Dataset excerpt
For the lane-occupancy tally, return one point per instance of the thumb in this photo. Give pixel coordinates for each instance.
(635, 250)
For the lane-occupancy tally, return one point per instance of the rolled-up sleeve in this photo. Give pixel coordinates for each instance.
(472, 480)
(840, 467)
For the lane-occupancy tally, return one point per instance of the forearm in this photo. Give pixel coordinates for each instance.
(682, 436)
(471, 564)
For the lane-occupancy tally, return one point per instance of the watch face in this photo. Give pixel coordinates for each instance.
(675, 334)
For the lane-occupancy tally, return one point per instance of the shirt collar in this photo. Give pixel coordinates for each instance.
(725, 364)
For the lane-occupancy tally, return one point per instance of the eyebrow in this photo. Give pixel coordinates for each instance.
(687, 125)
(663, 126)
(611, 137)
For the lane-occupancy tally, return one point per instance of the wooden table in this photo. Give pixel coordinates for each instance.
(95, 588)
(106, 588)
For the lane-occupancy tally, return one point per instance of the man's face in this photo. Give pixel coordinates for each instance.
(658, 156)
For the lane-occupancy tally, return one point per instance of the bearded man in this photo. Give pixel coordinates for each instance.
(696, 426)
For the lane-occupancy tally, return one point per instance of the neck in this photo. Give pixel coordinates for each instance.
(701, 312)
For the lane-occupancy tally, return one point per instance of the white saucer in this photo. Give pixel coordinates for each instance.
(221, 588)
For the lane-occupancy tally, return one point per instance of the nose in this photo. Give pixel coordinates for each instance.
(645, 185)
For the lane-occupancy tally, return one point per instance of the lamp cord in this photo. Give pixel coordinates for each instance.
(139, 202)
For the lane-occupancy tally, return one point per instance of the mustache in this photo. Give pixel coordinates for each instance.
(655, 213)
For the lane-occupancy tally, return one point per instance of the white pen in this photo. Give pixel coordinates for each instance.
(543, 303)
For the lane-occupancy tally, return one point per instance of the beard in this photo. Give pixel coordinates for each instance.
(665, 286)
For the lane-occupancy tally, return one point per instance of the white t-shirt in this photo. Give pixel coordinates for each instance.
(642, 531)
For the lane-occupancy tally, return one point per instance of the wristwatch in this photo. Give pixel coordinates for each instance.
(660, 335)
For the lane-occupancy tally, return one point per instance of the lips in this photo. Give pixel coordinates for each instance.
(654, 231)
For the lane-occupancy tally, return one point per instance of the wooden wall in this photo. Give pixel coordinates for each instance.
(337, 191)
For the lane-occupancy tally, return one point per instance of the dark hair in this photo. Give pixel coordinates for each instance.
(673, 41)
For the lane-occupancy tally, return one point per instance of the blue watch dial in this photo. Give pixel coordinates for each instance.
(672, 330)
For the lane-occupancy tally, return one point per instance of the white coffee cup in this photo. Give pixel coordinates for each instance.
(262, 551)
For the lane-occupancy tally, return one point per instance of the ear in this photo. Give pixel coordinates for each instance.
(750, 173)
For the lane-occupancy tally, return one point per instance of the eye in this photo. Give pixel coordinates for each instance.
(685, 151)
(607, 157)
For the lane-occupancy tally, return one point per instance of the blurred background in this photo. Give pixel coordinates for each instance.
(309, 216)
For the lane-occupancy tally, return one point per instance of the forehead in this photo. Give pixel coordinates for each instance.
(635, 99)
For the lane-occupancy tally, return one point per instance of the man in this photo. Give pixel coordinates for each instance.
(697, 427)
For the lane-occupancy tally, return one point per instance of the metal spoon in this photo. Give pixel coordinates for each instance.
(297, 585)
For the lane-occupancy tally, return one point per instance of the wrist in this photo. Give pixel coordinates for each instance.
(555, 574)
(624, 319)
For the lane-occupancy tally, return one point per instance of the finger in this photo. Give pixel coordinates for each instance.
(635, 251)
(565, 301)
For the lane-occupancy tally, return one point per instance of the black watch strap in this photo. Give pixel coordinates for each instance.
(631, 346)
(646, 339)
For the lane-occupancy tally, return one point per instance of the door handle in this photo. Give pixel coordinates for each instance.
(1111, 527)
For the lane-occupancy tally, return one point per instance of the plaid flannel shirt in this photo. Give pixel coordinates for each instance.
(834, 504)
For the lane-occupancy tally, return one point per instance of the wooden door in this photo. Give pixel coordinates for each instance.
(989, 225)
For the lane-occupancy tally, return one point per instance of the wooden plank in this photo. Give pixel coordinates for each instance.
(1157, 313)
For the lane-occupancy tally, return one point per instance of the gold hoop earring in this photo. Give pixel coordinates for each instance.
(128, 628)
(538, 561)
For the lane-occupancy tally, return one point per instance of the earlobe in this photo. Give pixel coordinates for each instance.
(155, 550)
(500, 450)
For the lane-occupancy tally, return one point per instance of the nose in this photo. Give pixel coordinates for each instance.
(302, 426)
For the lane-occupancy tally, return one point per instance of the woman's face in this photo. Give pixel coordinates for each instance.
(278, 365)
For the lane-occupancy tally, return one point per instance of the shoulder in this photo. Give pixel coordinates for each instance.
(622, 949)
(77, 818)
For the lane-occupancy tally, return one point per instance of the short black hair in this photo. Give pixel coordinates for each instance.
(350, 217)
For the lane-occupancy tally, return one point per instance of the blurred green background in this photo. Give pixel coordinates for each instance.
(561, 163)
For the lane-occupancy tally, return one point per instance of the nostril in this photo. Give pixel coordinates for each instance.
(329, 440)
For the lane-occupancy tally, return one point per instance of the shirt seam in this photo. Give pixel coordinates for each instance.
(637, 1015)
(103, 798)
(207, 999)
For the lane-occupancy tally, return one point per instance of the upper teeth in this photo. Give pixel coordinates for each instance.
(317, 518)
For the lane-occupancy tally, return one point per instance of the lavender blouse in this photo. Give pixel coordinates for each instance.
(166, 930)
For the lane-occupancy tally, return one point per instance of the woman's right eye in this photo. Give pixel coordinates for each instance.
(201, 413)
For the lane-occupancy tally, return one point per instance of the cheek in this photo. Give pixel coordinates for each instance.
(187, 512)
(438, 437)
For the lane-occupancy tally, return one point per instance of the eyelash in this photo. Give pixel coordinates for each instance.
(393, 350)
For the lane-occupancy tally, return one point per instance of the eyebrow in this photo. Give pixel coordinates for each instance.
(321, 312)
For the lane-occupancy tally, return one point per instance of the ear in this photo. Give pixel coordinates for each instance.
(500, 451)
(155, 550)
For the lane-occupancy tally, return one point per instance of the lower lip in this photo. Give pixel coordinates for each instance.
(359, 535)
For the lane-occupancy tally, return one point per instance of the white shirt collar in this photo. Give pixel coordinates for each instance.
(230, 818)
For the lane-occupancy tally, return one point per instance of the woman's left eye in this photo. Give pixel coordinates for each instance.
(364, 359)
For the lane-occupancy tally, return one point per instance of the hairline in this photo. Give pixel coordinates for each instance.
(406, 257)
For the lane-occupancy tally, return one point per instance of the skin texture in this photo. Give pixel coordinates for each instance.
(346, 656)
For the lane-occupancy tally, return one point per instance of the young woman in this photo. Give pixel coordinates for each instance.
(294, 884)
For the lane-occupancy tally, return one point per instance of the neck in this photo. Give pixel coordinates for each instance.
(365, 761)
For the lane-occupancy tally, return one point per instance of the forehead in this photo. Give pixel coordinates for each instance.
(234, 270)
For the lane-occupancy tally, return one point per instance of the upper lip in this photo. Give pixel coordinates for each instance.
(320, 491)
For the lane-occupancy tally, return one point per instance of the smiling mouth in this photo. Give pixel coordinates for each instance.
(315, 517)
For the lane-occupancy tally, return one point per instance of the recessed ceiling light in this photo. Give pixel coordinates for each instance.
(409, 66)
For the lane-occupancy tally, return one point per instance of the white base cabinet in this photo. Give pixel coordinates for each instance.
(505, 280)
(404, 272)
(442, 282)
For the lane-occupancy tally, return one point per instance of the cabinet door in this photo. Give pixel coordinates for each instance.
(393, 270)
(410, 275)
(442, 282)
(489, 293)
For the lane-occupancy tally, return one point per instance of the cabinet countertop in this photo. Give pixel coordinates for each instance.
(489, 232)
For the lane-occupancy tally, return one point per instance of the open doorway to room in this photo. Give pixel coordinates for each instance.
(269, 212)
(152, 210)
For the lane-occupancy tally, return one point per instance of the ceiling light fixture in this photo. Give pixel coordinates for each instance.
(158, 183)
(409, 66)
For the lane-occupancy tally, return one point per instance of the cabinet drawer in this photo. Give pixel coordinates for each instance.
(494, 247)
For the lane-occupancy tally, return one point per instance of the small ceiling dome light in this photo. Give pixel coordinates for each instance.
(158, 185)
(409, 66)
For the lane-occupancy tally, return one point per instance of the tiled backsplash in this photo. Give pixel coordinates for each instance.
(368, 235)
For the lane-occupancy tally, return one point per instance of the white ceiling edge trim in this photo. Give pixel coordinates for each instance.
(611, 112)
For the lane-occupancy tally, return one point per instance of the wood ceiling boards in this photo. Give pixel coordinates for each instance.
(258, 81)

[Task details] Copy the entries from the line with "of the finger" to the line with "(1157, 313)", substituting "checkered flannel shirt" for "plaid flannel shirt" and leaving everything else unchanged.

[Problem solution]
For the lane-occupancy tally, return one point per instance of the finger in this photo. Give pixel coordinates for each instance.
(635, 251)
(565, 301)
For the lane-occupancy tally, return one point per instance of the black watch strap in this photo. Give pixel coordinates for each instance.
(631, 346)
(646, 339)
For the lane-occupancy tally, return one point per instance of the door handle in this photo. Give pixel coordinates for each instance.
(1111, 527)
For the lane-occupancy tally, return one point per instance of the checkered flannel shirt in this photo. Give pixel coordinates for each instance.
(834, 504)
For the lane-occupancy tally, return one point per instance of the wooden door in this photo. Give pixel coordinates for each instance.
(989, 225)
For the lane-occupancy tally, return one point per instance of the wooden plank in this photo. Give pixel coordinates for each instance.
(1157, 313)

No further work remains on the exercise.